§ DOKUMENTAUSZUG:
-=-=-=-=-
BGE 109 IA 76 vom 23. Februar 1983

Datum: 23. Februar 1983

Artikelreferenzen:  Art. 699 ZGB , Art. 699 Abs. 1 ZGB, Art. 156 Abs. 2 OG

BGE referenzen:  122 I 70, 141 III 195 , 96 I 98, 106 IB 48, 106 IA 86, 105 IB 274

Quelle: bger.ch

Urteilskopf

109 Ia 76


14. Auszug aus dem Urteil der I. öffentlichrechtlichen Abteilung vom 23. Februar 1983 i.S. Gemeinde Sumvitg/Somvix gegen Regierung des Kantons Graubünden (staatsrechtliche Beschwerde)

Regeste

Pilzsammelverbot; Art. 699 ZGB ; Gemeindeautonomie.
1. Das Aneignungsrecht nach Art. 699 ZGB kann durch kantonales öffentliches Recht eingeschränkt werden, sofern ein hinreichendes öffentliches Interesse gegeben ist und der Grundsatz der Verhältnismässigkeit gewahrt wird (E. 3b).
2. Beurteilung eines auf drei Jahre beschränkten, absoluten Pilzsammelverbotes für das Gebiet einer ganzen Gemeinde (E. 3c und 3d).

Sachverhalt ab Seite 76

BGE 109 Ia 76 S. 76
Das Gesetz über den Schutz von Pflanzen und Pilzen des Kantons Graubünden enthält folgende Bestimmungen über den Schutz und das Sammeln von Pilzen:
Pilzsammeln
Art. 10. Das Sammeln in Gruppen von mehr als drei Personen, ausgenommen Familien und die vom Justiz- und Polizeidepartement bewilligten Exkursionen, ist verboten.
Geschützte Pilze
Art. 11. Das mutwillige Zerstören von Pilzen ist verboten.
BGE 109 Ia 76 S. 77
An Eierschwämmen (Cantharellus cibarius), Steinpilzen (Boletus edulis), Morcheln (Morchella) und Riesenschirmlingen (Lepiota procera) dürfen je Tag und Person gesamthaft nur zwei Kilo gesammelt werden.
Die Regierung kann diese Beschränkung ändern und auf andere Arten ausdehnen sowie für einzelne besonders gefährdete Pilzarten ein befristetes Sammelverbot für das ganze Kantonsgebiet oder für Teile desselben erlassen.
-=-=-=-=-
§ ZU ERLEDIGENDE AUFGABE: Ändere im Urteilsauszug zum Pilzsammelverbot den Abschnitt von „1. Das Aneignungsrecht“ bis einschließlich „3c und 3d).“, indem du „drei Jahre“ durch „zwei Jahre“ ersetzt, und gib diesen Abschnitt vollständig wieder.

§ EXTRAHIERTE INFORMATIONEN:
-=-=-=-=-
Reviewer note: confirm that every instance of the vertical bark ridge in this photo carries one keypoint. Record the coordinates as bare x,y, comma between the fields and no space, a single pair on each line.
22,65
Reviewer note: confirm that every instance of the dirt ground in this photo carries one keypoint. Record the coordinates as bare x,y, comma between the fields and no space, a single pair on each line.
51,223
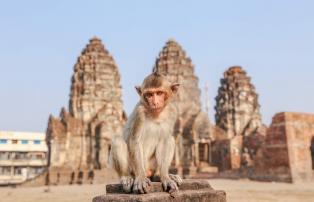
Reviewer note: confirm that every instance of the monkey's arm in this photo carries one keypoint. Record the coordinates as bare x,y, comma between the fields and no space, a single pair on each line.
135,145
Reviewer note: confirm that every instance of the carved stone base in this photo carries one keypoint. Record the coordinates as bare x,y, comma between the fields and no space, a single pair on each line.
190,190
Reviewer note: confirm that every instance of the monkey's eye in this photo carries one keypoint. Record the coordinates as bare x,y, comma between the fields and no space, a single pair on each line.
159,93
148,95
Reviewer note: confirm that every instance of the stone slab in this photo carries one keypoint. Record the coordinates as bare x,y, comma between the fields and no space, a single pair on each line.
157,187
190,190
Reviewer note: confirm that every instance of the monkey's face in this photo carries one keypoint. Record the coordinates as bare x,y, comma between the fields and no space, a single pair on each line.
155,100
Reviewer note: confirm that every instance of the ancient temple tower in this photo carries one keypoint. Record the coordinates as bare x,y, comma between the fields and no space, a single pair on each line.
237,107
193,126
81,138
238,116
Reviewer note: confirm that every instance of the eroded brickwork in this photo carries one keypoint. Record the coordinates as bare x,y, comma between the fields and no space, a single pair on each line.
80,139
193,129
286,154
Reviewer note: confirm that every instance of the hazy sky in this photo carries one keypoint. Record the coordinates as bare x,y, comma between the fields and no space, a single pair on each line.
273,40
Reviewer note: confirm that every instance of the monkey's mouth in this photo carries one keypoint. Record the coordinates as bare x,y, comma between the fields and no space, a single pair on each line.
155,108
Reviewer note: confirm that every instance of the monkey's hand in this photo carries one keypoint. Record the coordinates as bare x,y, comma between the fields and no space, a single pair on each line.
176,178
127,182
141,184
169,185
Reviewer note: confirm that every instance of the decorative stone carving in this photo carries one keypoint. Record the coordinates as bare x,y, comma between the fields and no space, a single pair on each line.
193,125
237,108
81,138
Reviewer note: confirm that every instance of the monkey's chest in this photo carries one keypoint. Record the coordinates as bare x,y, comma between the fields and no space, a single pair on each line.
156,130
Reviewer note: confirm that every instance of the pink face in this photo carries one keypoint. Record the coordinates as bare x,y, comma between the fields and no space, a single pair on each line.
155,99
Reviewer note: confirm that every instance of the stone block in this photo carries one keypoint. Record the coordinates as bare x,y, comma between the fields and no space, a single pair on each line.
190,190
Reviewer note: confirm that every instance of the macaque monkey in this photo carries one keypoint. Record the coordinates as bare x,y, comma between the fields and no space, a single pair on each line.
148,145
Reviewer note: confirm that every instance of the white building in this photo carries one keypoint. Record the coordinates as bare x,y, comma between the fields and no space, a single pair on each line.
23,155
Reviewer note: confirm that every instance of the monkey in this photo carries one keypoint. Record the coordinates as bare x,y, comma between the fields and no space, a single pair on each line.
147,145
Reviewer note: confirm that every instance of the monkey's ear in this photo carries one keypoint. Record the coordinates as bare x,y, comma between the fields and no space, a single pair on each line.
175,87
138,90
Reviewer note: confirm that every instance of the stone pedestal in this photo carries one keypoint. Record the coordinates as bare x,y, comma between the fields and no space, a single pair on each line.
190,190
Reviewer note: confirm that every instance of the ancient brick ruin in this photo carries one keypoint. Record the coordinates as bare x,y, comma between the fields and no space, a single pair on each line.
238,115
288,152
80,139
193,128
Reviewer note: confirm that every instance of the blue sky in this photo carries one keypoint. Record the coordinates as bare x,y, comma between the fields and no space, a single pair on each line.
41,40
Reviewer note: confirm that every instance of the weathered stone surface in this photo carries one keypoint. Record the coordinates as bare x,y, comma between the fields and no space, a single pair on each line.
80,139
190,190
237,108
193,129
237,114
288,152
157,187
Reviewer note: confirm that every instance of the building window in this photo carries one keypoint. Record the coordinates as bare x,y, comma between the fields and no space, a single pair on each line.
4,155
3,141
5,170
18,171
312,151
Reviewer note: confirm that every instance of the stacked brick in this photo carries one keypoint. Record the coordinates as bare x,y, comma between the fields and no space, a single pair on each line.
80,138
193,124
237,107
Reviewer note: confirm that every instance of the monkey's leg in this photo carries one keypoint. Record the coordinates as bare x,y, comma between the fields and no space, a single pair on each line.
119,161
164,155
141,182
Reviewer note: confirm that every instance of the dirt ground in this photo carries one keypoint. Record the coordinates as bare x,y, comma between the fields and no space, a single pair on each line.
237,190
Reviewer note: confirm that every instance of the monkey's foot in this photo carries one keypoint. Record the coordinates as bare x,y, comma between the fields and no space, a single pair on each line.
169,185
141,184
127,183
176,178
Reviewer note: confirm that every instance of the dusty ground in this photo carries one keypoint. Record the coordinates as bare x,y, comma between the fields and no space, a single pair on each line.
237,190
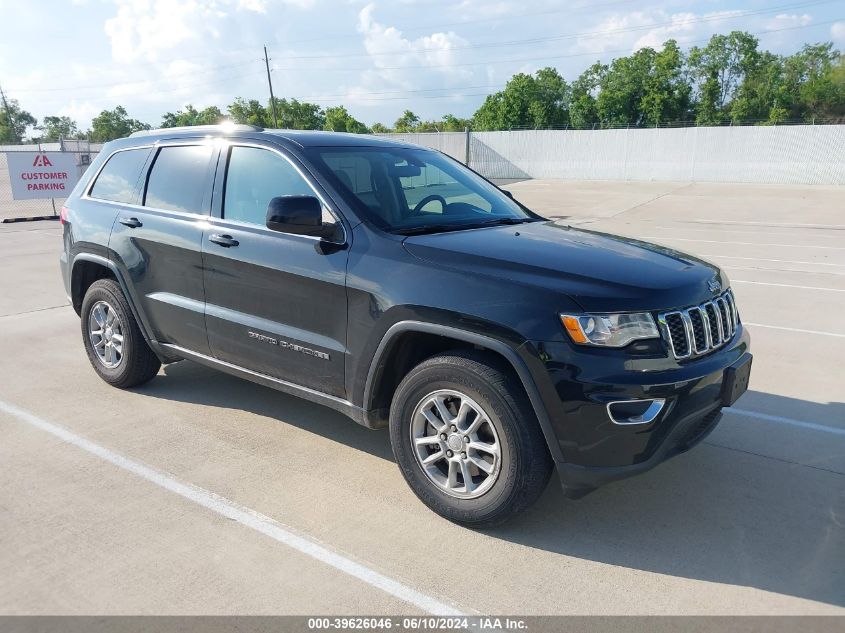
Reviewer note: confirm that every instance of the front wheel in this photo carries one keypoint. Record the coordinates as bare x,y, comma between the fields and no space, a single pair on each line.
466,439
113,341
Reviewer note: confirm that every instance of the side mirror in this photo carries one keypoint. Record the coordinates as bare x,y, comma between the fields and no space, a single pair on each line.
300,215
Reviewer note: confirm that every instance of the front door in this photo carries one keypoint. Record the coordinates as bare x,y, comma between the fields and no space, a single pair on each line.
275,302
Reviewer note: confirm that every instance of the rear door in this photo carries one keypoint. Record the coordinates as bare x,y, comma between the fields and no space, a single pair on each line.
275,302
158,243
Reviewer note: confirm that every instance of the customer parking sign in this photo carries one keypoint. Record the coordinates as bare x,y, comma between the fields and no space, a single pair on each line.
42,174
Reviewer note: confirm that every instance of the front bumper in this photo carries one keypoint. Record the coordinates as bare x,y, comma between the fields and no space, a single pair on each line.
591,448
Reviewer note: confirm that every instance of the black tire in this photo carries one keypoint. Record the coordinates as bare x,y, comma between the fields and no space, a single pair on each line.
138,364
525,465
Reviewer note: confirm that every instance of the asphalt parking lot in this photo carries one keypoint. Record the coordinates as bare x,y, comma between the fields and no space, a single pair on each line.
200,493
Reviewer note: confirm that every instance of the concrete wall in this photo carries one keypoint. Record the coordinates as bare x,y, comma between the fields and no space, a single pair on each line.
804,154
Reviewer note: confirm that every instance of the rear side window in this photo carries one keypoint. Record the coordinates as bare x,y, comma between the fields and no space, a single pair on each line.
116,181
179,178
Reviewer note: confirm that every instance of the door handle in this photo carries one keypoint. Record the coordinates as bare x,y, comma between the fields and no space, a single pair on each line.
132,223
223,240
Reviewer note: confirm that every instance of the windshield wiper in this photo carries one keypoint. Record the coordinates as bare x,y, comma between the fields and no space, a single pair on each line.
440,228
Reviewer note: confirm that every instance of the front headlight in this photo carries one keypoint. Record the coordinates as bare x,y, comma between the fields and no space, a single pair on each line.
609,330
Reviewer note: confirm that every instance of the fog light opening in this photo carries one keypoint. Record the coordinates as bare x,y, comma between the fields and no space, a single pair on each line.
635,411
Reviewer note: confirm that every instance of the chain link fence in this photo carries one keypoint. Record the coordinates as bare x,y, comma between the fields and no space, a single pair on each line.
16,210
796,154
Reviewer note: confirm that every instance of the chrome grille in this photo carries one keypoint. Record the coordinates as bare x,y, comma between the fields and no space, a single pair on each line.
699,330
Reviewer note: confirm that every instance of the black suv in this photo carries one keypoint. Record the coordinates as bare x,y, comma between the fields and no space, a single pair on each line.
395,285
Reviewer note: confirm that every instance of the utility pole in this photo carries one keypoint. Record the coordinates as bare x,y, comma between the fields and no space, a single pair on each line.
270,83
8,112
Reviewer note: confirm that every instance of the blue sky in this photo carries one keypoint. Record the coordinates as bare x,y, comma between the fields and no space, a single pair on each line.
379,57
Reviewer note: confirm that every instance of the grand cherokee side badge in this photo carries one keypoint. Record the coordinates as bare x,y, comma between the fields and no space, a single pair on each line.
288,345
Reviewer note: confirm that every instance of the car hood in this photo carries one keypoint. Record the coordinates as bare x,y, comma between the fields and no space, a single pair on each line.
601,272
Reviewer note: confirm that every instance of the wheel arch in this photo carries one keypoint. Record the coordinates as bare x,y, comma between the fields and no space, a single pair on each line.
392,350
88,268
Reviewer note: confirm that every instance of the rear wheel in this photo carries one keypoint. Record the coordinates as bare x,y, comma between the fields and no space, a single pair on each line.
113,341
466,439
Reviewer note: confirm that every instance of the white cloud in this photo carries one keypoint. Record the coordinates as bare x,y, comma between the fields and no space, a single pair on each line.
391,52
785,21
629,32
149,29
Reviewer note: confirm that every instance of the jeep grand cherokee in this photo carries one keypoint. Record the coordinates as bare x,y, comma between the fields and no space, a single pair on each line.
393,284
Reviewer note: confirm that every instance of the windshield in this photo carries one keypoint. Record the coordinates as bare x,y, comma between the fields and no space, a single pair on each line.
415,190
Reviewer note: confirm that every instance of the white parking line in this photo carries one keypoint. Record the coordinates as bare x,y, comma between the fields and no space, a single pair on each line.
766,283
779,261
791,421
793,329
785,270
757,232
689,239
243,515
834,227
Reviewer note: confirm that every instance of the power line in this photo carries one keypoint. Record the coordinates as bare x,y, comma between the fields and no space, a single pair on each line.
546,57
270,83
555,38
430,27
408,67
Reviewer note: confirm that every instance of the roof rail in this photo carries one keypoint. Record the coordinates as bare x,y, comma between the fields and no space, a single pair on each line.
221,127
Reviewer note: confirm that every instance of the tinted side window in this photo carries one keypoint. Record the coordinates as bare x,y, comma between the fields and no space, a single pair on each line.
253,178
179,178
117,180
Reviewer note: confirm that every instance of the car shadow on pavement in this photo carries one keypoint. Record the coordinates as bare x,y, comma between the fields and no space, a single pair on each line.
718,513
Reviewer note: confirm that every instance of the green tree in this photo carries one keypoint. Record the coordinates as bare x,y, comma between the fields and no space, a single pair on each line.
191,116
820,90
14,122
540,101
666,91
764,94
112,124
408,122
583,107
339,120
54,128
452,123
718,69
249,113
297,115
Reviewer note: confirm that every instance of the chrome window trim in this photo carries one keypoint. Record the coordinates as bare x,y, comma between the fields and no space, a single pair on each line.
225,145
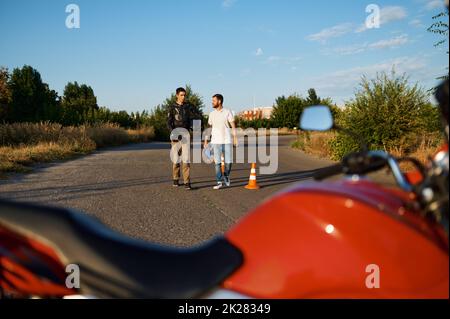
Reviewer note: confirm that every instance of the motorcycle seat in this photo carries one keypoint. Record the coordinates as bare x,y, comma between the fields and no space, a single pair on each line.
116,266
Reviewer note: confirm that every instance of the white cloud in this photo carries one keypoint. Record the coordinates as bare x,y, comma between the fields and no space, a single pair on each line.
275,60
416,23
387,14
259,52
390,43
333,32
360,48
228,3
434,4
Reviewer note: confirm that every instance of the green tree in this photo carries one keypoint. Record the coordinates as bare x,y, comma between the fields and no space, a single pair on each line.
387,111
77,102
5,95
31,99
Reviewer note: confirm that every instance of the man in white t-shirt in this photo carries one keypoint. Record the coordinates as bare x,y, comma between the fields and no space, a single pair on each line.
222,122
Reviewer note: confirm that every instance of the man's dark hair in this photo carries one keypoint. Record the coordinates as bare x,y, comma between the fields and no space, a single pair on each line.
219,97
179,90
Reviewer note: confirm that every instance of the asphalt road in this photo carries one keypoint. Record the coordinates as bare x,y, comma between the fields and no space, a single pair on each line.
129,188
-=-=-=-=-
§ ERGEBNIS ZUR AUFGABE:
1. Das Aneignungsrecht nach Art. 699 ZGB kann durch kantonales öffentliches Recht eingeschränkt werden, sofern ein hinreichendes öffentliches Interesse gegeben ist und der Grundsatz der Verhältnismässigkeit gewahrt wird (E. 3b).
2. Beurteilung eines auf zwei Jahre beschränkten, absoluten Pilzsammelverbotes für das Gebiet einer ganzen Gemeinde (E. 3c und 3d).